> [Problem details] Copy out every entry below word for word, leaving the pictures out.

> [Data extract]
□ □ □ □ □

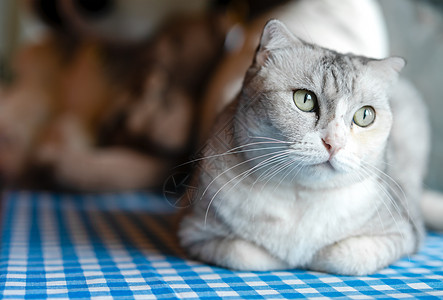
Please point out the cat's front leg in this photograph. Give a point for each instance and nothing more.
(362, 255)
(237, 254)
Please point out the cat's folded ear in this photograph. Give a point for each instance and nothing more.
(389, 68)
(275, 36)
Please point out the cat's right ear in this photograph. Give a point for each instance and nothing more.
(275, 36)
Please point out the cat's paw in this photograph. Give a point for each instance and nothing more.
(237, 254)
(357, 256)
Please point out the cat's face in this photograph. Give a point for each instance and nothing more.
(328, 113)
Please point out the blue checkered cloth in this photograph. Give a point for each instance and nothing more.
(124, 246)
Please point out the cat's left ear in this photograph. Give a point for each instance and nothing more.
(389, 67)
(275, 36)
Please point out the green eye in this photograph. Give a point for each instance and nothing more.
(365, 116)
(305, 100)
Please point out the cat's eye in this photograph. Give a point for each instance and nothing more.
(365, 116)
(305, 100)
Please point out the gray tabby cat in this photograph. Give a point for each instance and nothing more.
(318, 164)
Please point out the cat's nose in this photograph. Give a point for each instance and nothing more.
(333, 146)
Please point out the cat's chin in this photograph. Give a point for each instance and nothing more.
(325, 174)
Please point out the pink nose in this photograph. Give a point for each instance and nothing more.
(332, 145)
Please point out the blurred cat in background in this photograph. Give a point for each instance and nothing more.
(93, 111)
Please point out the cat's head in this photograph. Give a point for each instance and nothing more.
(328, 112)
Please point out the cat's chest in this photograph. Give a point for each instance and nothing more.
(300, 220)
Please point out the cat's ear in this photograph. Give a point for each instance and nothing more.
(388, 69)
(275, 35)
(390, 66)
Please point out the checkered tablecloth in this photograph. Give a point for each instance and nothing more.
(124, 246)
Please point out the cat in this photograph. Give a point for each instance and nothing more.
(98, 116)
(317, 164)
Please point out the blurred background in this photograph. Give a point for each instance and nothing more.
(415, 28)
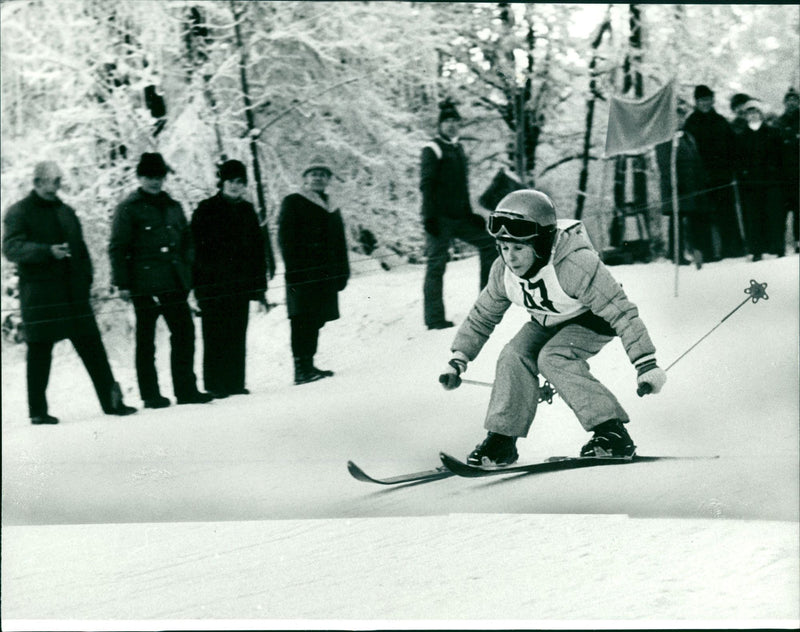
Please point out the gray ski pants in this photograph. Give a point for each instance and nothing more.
(562, 359)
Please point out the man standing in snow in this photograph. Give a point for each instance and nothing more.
(758, 155)
(714, 138)
(43, 236)
(576, 307)
(788, 126)
(151, 260)
(314, 248)
(447, 212)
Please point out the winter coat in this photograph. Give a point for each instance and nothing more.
(586, 292)
(714, 138)
(53, 293)
(151, 246)
(314, 249)
(690, 173)
(444, 180)
(758, 157)
(229, 254)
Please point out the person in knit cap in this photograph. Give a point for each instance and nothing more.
(312, 241)
(229, 271)
(151, 254)
(447, 212)
(790, 181)
(739, 120)
(714, 138)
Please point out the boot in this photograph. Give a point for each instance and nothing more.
(610, 439)
(496, 449)
(304, 371)
(320, 372)
(115, 405)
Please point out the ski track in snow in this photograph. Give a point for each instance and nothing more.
(243, 509)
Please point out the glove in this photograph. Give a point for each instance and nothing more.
(432, 226)
(650, 377)
(451, 376)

□ □ □ □ □

> [The solution]
Please point out the cat's front leg in this photograph. Give a point for each instance and nothing more.
(362, 255)
(237, 254)
Please point out the cat's folded ear in this photograph. Give a point for each instance and nothing more.
(389, 68)
(275, 36)
Please point out the cat's right ear in this photograph. Give a point for each instance and nothing more.
(275, 36)
Please point out the cat's paw in this photograph. Give a point for each instance and nothing more.
(237, 254)
(357, 256)
Please point out the cat's face in this photograph. Give a point for each instance and nothing more.
(328, 113)
Please point out the blue checkered cloth in this photograph. Give a point for each instance and nothing more.
(124, 246)
Please point out the cat's left ear in this photograph. Give a point for each instance and nothing more.
(389, 67)
(275, 36)
Please point out the green eye in this photograph. Give a point for each instance and nothing more.
(365, 116)
(305, 100)
Please point out the cat's eye in this photograph. Give a point for each instance and nothing more.
(365, 116)
(305, 100)
Please point out the gray tabby cat in this photograph. Give a point for each instance and nothing more.
(318, 164)
Please point out the cat's nose in this photograph. Give a point for each instance and nothing more.
(333, 146)
Please point out the cat's chin in this photograph. Give a point for each instance and nothing more.
(325, 174)
Please point out the pink nose in this photograph. Give a point for each instance and nothing more.
(332, 145)
Please point out the blurred cat in background in this photograph. Give a point for each instance and nothing more.
(93, 111)
Please point out the cat's head in this photograph. Give a point for each instance and nothing more.
(328, 112)
Please point out the cat's chest in this photograph. Give a point for each instance and nothing more.
(300, 220)
Please point out the cat's ear in this photograph. Give a point for each instance and nothing more.
(388, 69)
(275, 35)
(390, 66)
Please point out the checkered tablecloth in this photograph. Give a point for each instance and nothing more.
(124, 246)
Please point out the cat in this photograph. Give a point for each instance and nothing more.
(98, 116)
(317, 164)
Please point out the blurred background in this photograph. Give a point for each instance and nothing more.
(415, 28)
Please point out the gray ski pants in this photograph. Give a point for each instance and nothing more.
(562, 359)
Please point out the man standing in snow in this photograph. Give a point for each instance and nothing more.
(758, 155)
(714, 138)
(43, 236)
(576, 307)
(788, 126)
(151, 260)
(314, 248)
(447, 212)
Please point out the winter coat in this photograph. Give a point for each instance and nothing more.
(586, 292)
(714, 138)
(53, 293)
(151, 246)
(314, 249)
(690, 173)
(444, 180)
(758, 157)
(229, 254)
Please point out the person in knit cap in this photograph. Give a point for each instance and nothing more.
(312, 241)
(229, 271)
(151, 254)
(447, 212)
(790, 181)
(739, 120)
(714, 138)
Please point out the boot in this photograph. Give a point for each instance and nothing more.
(610, 439)
(496, 449)
(304, 371)
(320, 372)
(115, 405)
Please point out the ski track in snow in this photograph. Give a point for each instance and nothing more.
(243, 509)
Please point out the glove in this photograph. Give a point for each instance and nothing more.
(432, 226)
(650, 377)
(451, 376)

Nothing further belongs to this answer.